Rewrite every line from the start of the material through the line that contains "(0, 440), (1024, 768)", shifting each coordinate in the answers up by 42 and leaving all other numbers unchanged. Omit the pictures.

..............................

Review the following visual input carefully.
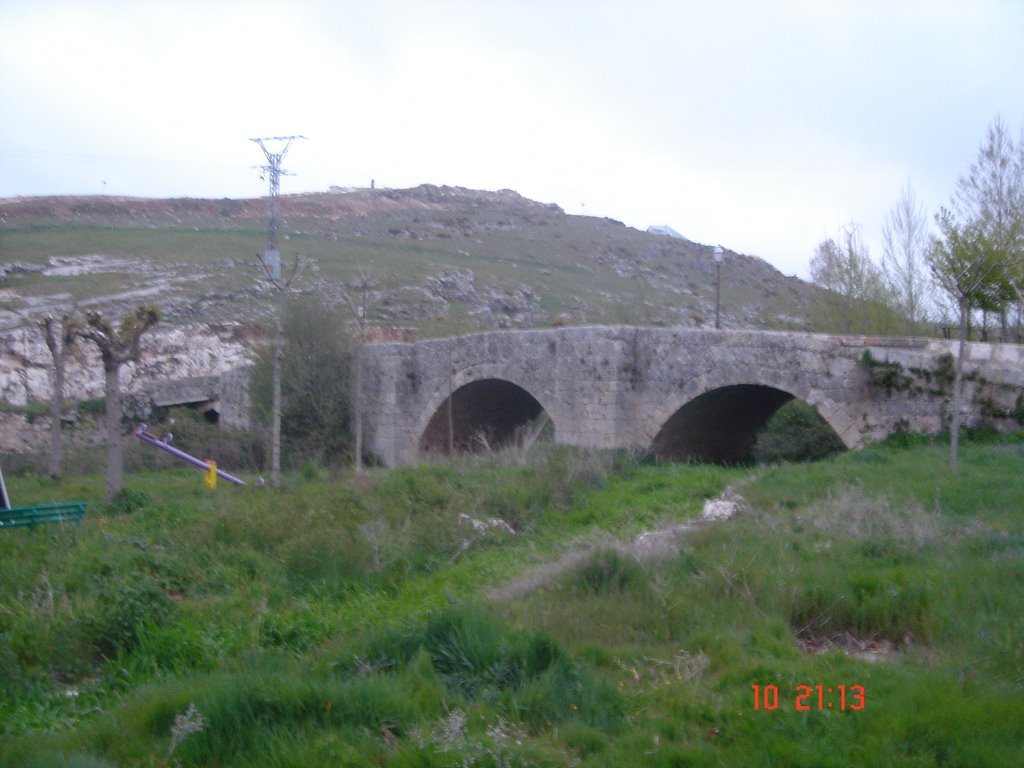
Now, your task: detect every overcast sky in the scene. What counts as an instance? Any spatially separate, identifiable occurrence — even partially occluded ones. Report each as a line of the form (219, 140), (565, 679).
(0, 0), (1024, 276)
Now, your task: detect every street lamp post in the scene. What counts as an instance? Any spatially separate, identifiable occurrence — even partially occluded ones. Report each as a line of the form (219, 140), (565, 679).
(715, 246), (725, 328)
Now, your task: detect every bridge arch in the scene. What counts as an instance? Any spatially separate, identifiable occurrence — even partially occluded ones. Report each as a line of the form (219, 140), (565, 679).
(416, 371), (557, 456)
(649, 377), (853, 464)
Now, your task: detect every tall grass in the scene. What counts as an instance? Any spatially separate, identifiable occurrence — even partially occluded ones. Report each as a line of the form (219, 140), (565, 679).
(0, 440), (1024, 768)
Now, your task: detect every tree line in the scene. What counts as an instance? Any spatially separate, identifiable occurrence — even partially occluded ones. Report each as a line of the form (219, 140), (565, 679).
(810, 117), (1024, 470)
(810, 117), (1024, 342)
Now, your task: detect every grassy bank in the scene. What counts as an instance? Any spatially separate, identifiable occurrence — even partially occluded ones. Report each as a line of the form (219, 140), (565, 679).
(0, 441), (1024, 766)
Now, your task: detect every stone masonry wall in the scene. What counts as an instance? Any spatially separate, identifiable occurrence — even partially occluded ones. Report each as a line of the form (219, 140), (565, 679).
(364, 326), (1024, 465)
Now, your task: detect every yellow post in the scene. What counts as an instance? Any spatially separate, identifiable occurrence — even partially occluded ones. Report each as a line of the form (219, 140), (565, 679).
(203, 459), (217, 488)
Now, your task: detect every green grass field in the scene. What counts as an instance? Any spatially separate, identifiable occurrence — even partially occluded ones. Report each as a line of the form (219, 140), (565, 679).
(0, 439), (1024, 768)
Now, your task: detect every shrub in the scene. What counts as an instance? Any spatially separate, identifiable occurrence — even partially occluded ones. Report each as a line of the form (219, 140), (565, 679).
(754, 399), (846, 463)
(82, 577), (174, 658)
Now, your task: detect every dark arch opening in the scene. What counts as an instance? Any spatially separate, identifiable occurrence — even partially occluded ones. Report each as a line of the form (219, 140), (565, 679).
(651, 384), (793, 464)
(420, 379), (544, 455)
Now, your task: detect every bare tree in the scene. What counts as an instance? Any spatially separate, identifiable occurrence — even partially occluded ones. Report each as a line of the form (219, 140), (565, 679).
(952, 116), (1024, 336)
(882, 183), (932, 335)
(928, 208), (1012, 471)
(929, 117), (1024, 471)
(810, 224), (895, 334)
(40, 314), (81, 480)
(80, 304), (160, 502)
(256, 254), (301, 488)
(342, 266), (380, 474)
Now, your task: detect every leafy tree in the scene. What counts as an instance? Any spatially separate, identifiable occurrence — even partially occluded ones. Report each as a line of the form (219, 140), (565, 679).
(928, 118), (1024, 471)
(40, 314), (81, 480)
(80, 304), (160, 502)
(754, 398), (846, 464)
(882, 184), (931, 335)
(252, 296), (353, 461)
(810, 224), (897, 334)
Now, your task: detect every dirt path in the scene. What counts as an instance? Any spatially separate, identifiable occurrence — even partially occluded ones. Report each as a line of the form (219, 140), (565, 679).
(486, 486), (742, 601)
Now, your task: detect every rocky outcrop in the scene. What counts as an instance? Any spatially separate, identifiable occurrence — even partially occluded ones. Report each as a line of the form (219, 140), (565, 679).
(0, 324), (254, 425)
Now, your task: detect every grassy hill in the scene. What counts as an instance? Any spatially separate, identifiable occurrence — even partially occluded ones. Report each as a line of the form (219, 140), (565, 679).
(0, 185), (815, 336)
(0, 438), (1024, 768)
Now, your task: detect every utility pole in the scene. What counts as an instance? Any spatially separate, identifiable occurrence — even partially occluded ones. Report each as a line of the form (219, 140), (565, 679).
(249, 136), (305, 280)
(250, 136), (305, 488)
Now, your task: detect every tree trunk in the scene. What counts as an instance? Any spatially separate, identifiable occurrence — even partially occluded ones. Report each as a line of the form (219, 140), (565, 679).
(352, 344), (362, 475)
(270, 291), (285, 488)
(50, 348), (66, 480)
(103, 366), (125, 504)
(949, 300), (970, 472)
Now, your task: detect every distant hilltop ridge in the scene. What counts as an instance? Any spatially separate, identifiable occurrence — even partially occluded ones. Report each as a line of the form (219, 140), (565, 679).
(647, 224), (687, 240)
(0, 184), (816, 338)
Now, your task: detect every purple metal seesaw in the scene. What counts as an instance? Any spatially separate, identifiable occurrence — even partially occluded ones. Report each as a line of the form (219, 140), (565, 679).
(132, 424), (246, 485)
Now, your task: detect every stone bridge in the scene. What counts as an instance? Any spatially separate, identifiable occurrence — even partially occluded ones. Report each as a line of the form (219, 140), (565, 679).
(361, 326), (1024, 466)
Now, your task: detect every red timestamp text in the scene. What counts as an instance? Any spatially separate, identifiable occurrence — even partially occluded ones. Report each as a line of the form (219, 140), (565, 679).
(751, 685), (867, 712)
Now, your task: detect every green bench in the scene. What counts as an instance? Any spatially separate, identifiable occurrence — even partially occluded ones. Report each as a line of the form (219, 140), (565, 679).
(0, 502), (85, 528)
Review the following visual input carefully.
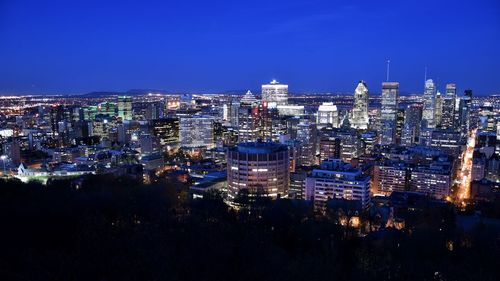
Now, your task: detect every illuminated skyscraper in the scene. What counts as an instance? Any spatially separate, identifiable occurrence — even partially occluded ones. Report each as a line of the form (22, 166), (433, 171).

..............................

• Answer:
Review the following visual input carefully.
Now, your task: detect every overcast sky in the scene. What counts as an instance? Any spatially separate, identifiable occurrence — even partially occluded ones. Report each as a line of the form (219, 140), (565, 679).
(42, 42), (1066, 318)
Now, your task: detect every street lamp post in the scene. What counts as an instance? Any spatially separate, identifiable occurrence — even partially occluded ones. Report each as a line of the form (219, 140), (565, 679).
(757, 288), (767, 370)
Now, your task: detect every bridge arch in the scene. What counts as an instance? Any spatially separate, identifiable occurrence — even partially occluded ones. Report each as a line of the form (219, 140), (565, 679).
(458, 413), (599, 498)
(691, 419), (895, 506)
Now, your task: detect every tall grass in the scene. What counts as an instance? Any spatially separate, identifiable occurrence — even partially occluded ones. Report each as a line of the form (219, 140), (565, 679).
(42, 482), (1066, 810)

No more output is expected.